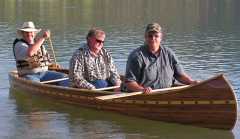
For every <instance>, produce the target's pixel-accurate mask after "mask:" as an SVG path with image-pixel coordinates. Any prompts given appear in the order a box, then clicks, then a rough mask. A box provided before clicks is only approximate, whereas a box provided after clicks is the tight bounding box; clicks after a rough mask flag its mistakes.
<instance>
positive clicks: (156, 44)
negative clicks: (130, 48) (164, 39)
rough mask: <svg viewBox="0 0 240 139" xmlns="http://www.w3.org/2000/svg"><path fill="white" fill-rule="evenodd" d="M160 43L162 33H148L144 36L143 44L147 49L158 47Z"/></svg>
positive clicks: (161, 37) (149, 32)
mask: <svg viewBox="0 0 240 139" xmlns="http://www.w3.org/2000/svg"><path fill="white" fill-rule="evenodd" d="M161 41H162V33H158V32H149V33H147V34H145V42H146V43H147V45H148V46H149V47H159V46H160V43H161Z"/></svg>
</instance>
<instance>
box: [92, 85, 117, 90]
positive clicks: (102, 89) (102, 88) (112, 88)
mask: <svg viewBox="0 0 240 139" xmlns="http://www.w3.org/2000/svg"><path fill="white" fill-rule="evenodd" d="M119 87H120V86H110V87H105V88H98V89H94V90H97V91H102V90H110V89H116V88H119Z"/></svg>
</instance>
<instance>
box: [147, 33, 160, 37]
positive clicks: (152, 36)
mask: <svg viewBox="0 0 240 139" xmlns="http://www.w3.org/2000/svg"><path fill="white" fill-rule="evenodd" d="M158 37H160V35H159V34H148V38H158Z"/></svg>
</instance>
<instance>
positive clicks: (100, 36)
mask: <svg viewBox="0 0 240 139" xmlns="http://www.w3.org/2000/svg"><path fill="white" fill-rule="evenodd" d="M105 36H106V35H105V32H104V31H102V30H101V29H95V28H94V29H91V30H89V32H88V34H87V38H86V39H87V43H84V44H82V45H81V47H80V48H79V49H77V50H76V51H75V52H74V54H73V56H72V58H71V60H70V69H69V78H70V83H71V86H72V87H77V88H85V89H95V88H104V87H108V86H120V84H121V80H120V76H119V74H118V72H117V69H116V67H115V65H114V64H113V60H112V57H111V56H110V54H109V53H108V52H107V51H106V49H104V48H103V44H104V39H105ZM118 90H119V88H117V89H115V91H118Z"/></svg>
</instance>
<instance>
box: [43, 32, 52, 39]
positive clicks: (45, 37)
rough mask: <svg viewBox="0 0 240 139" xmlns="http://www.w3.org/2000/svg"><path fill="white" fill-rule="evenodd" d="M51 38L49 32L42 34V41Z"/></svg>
mask: <svg viewBox="0 0 240 139" xmlns="http://www.w3.org/2000/svg"><path fill="white" fill-rule="evenodd" d="M50 36H51V32H50V31H49V30H46V31H44V32H43V38H44V39H47V38H49V37H50Z"/></svg>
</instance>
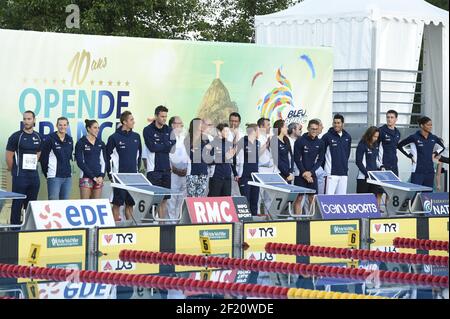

→ Task details: I'd like the material above repeated exactly, with the pictures omitted.

→ Problem solution:
For every <instance>, produce the target's pixel-accurate mask after "mask:" as an SVG path with image-pixel coordinates. Any prompts given appear in the order a box, then clicks, then a rough mask. A box provided before clicks is only approximate, whereas a box provided after clicks is the tight bounding box; clicks after a rough mask flag its mistakes.
<instance>
positive clicks: (156, 44)
negative clicks: (130, 48) (164, 39)
rough mask: <svg viewBox="0 0 240 139" xmlns="http://www.w3.org/2000/svg"><path fill="white" fill-rule="evenodd" d="M160 43L162 33H148L144 36L143 44L147 49L158 47Z"/></svg>
positive clicks: (161, 37) (149, 32)
mask: <svg viewBox="0 0 240 139" xmlns="http://www.w3.org/2000/svg"><path fill="white" fill-rule="evenodd" d="M161 41H162V33H158V32H149V33H147V34H145V42H146V43H147V45H148V46H149V47H159V46H160V43H161Z"/></svg>
</instance>
<instance>
box: [92, 85, 117, 90]
positive clicks: (102, 89) (102, 88) (112, 88)
mask: <svg viewBox="0 0 240 139" xmlns="http://www.w3.org/2000/svg"><path fill="white" fill-rule="evenodd" d="M119 87H120V86H110V87H105V88H98V89H94V90H97V91H102V90H110V89H116V88H119Z"/></svg>
</instance>
<instance>
box: [147, 33, 160, 37]
positive clicks: (152, 36)
mask: <svg viewBox="0 0 240 139" xmlns="http://www.w3.org/2000/svg"><path fill="white" fill-rule="evenodd" d="M158 37H160V35H159V34H148V38H158Z"/></svg>
</instance>
<instance>
positive clicks: (100, 36)
mask: <svg viewBox="0 0 240 139" xmlns="http://www.w3.org/2000/svg"><path fill="white" fill-rule="evenodd" d="M105 36H106V35H105V32H104V31H102V30H101V29H95V28H94V29H91V30H89V32H88V34H87V38H86V39H87V43H84V44H82V45H81V47H80V48H79V49H77V50H76V51H75V52H74V54H73V56H72V58H71V60H70V69H69V78H70V83H71V86H72V87H77V88H85V89H95V88H104V87H108V86H120V84H121V80H120V76H119V74H118V72H117V69H116V67H115V65H114V64H113V60H112V57H111V56H110V54H109V53H108V52H107V51H106V49H104V48H103V44H104V39H105ZM118 90H119V88H117V89H115V91H118Z"/></svg>
</instance>
<instance>
box: [43, 32, 52, 39]
positive clicks: (45, 37)
rough mask: <svg viewBox="0 0 240 139" xmlns="http://www.w3.org/2000/svg"><path fill="white" fill-rule="evenodd" d="M51 38L49 32L42 34V41Z"/></svg>
mask: <svg viewBox="0 0 240 139" xmlns="http://www.w3.org/2000/svg"><path fill="white" fill-rule="evenodd" d="M50 36H51V32H50V31H49V30H46V31H44V32H43V38H44V39H47V38H49V37H50Z"/></svg>
</instance>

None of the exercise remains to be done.